今回、犯行の舞台は主に日本にあります。ベトナム戦争時代に、米兵「ハーディング少佐」に寵愛されていた、天使のような風貌を持つ「リトル・チャーリー」。彼は戦火のベトナムを脱出し、そのアメリカ人とアメリカで平和でリッチに暮らすことを夢見ていましたが、結局裏切られ、打ち捨てられます。戦乱の中を何とか逃げ切ってフランスに辿りついた彼は、暗殺者として暗躍するようになります。その活動を影でささえるスペイン系フランス人の「マヌカン」とスペイン舞踏団日本公演のスタッフの中に紛れ込み、来日。必要とあらば団員も次々に殺していきます。誰もが、舞踏団のプリマが殺されたとき、「何故?」と思いました。そして、その舞踏団の公演を日本で管理している人物と親しかったアンナ・ヨシムラ・スタインベルクが恋人で警察官の「クゲマロ」こと根本と共に追求していきます。リトル・チャーリーの最終標的が、別人に成りすましてアメリカで大成功を収めたハーディングだったことに私たちが気づかされるのは、途中からのことです。舞台はサイゴン、フランス、スペインを彷徨う少年と、その少年をもてあそんで捨てたアメリカ人との間で往来します。今回も史実をたくみに取り入れながらリアルな犯罪小説を作り上げた佐伯氏、お見事だったと思います。

**提供資料:**
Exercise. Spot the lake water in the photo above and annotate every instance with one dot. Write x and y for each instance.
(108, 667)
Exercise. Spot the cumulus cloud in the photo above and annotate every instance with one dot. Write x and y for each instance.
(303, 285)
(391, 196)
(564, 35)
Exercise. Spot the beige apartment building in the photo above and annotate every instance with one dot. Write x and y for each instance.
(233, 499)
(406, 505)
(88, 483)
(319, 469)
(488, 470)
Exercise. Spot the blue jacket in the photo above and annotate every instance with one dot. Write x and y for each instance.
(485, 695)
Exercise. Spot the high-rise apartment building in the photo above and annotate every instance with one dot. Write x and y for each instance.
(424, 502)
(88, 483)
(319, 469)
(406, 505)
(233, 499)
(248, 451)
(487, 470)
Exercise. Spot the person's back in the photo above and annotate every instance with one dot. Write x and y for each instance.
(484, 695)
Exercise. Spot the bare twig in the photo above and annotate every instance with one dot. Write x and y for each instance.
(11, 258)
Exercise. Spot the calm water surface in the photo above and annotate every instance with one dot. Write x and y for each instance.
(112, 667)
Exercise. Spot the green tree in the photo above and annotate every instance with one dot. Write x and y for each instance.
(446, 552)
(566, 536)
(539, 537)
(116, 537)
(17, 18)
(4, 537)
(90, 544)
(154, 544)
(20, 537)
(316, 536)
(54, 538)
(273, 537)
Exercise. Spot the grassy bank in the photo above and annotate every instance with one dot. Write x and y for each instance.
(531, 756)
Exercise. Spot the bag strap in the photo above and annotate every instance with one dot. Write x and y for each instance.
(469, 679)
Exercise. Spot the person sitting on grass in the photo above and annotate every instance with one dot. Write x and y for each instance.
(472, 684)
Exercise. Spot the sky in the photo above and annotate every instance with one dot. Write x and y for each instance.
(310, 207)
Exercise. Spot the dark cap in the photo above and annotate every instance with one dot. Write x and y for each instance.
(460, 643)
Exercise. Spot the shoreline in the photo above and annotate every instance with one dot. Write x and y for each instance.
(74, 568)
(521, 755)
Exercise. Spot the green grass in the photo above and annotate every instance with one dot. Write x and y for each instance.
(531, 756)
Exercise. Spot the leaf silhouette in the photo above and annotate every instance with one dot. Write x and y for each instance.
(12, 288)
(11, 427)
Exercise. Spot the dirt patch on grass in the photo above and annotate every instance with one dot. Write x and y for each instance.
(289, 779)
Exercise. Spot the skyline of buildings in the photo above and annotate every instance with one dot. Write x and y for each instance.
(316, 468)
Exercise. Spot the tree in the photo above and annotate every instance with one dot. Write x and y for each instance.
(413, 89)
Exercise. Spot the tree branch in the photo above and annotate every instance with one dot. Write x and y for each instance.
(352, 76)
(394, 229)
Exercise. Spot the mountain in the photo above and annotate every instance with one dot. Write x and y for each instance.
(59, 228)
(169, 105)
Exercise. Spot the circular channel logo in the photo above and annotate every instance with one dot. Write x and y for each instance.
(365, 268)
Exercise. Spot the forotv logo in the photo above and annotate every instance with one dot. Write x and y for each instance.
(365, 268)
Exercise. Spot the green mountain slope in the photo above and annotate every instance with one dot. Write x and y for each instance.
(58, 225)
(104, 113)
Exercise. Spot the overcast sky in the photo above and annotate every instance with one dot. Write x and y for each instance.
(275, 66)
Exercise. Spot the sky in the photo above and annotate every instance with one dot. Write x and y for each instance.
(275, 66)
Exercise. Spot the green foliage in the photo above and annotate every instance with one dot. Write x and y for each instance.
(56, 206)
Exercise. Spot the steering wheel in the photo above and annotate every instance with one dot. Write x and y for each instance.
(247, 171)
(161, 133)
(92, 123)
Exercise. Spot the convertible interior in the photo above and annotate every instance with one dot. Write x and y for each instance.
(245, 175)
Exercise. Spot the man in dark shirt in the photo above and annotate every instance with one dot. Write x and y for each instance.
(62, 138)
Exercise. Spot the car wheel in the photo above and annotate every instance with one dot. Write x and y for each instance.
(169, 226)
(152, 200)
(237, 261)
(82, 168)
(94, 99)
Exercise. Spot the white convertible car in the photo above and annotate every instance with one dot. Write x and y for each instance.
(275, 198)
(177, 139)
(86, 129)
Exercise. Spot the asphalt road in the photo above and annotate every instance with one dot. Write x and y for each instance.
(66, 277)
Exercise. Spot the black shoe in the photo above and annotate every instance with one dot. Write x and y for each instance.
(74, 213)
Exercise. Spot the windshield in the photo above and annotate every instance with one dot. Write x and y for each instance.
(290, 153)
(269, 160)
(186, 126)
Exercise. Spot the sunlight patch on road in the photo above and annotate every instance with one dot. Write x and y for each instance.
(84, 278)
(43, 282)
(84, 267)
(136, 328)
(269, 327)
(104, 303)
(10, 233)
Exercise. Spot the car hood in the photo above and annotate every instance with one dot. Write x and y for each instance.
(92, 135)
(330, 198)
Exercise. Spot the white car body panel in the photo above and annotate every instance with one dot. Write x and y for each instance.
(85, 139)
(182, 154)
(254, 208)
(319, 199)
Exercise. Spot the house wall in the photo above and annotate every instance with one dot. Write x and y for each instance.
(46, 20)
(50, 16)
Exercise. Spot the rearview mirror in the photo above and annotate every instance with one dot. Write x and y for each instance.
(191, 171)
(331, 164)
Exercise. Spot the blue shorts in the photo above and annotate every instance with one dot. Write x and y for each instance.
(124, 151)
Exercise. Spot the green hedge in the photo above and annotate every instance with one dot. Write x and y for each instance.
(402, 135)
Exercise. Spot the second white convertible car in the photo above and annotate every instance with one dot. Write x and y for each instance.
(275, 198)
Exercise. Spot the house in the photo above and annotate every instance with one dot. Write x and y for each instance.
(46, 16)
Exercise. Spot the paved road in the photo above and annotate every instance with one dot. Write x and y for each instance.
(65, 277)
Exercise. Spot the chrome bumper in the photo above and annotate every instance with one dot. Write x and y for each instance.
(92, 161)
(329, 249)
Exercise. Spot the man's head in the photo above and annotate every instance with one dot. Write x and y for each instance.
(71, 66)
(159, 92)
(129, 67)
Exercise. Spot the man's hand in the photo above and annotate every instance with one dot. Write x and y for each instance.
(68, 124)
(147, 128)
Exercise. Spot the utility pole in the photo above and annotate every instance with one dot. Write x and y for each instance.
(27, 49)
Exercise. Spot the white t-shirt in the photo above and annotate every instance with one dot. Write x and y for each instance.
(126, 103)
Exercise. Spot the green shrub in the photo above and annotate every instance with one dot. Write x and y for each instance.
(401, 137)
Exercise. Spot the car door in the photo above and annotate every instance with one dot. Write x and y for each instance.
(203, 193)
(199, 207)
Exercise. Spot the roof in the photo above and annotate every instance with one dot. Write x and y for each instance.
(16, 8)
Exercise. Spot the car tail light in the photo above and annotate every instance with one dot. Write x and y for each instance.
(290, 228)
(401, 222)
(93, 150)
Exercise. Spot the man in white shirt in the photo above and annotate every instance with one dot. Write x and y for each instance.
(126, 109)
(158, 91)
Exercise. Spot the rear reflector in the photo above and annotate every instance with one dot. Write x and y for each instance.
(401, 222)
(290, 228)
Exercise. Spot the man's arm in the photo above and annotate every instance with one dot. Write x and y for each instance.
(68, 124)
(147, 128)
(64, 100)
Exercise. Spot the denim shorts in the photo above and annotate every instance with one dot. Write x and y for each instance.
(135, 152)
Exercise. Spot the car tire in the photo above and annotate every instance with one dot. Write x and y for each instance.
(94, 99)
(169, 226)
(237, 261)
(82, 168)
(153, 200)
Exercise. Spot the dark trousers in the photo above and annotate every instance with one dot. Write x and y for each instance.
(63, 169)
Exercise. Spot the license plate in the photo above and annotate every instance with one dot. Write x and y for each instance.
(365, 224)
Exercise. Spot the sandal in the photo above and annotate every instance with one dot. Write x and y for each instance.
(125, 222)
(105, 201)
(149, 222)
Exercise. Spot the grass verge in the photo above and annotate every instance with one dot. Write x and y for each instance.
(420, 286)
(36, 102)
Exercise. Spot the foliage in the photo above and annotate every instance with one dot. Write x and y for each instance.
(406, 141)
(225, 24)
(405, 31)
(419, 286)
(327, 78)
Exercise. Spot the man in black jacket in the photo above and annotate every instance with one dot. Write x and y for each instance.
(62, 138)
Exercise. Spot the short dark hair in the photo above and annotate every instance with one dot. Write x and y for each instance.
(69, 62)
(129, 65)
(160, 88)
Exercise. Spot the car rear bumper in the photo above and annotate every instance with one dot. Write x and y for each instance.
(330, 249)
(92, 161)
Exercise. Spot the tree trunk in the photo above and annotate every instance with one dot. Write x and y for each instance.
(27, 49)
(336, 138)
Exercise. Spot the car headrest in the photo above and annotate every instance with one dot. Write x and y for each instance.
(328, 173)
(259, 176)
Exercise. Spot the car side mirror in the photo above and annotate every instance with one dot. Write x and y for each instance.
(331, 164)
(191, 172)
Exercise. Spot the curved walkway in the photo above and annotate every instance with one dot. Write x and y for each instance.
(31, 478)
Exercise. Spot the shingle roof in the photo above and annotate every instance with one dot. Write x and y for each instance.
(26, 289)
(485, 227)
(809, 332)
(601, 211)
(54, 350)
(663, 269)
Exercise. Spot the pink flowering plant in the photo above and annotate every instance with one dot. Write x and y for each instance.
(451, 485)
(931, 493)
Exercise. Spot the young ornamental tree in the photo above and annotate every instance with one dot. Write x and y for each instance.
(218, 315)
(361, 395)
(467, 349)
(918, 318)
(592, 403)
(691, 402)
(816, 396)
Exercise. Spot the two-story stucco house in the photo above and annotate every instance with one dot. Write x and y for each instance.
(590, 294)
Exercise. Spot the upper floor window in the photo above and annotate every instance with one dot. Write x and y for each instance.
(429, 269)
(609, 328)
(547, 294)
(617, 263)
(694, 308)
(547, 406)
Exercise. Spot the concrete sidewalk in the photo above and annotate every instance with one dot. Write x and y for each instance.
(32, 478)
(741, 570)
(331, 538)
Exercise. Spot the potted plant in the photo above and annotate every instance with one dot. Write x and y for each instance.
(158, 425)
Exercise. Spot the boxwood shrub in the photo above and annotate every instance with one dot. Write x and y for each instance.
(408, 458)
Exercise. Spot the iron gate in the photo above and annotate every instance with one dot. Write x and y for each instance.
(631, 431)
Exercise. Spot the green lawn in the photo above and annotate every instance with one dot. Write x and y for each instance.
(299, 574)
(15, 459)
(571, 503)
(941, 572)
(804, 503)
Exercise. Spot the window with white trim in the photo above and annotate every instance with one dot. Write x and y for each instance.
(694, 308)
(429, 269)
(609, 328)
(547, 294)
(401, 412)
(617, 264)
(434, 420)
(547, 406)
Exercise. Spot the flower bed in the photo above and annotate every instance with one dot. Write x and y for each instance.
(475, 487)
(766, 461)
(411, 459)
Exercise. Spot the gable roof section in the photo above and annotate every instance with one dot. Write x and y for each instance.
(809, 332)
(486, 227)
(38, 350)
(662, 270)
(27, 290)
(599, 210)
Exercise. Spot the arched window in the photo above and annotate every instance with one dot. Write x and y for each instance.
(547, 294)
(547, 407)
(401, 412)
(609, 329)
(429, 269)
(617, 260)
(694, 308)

**作業指示:**
上の小説紹介文のうち、「今回、犯行の舞台は主に日本に」を含む語句で始まり「氏、お見事だったと思います。」で終わる部分を、一字一句変えずに書き写してください。

**回答:**
今回、犯行の舞台は主に日本にあります。ベトナム戦争時代に、米兵「ハーディング少佐」に寵愛されていた、天使のような風貌を持つ「リトル・チャーリー」。彼は戦火のベトナムを脱出し、そのアメリカ人とアメリカで平和でリッチに暮らすことを夢見ていましたが、結局裏切られ、打ち捨てられます。戦乱の中を何とか逃げ切ってフランスに辿りついた彼は、暗殺者として暗躍するようになります。その活動を影でささえるスペイン系フランス人の「マヌカン」とスペイン舞踏団日本公演のスタッフの中に紛れ込み、来日。必要とあらば団員も次々に殺していきます。誰もが、舞踏団のプリマが殺されたとき、「何故?」と思いました。そして、その舞踏団の公演を日本で管理している人物と親しかったアンナ・ヨシムラ・スタインベルクが恋人で警察官の「クゲマロ」こと根本と共に追求していきます。リトル・チャーリーの最終標的が、別人に成りすましてアメリカで大成功を収めたハーディングだったことに私たちが気づかされるのは、途中からのことです。舞台はサイゴン、フランス、スペインを彷徨う少年と、その少年をもてあそんで捨てたアメリカ人との間で往来します。今回も史実をたくみに取り入れながらリアルな犯罪小説を作り上げた佐伯氏、お見事だったと思います。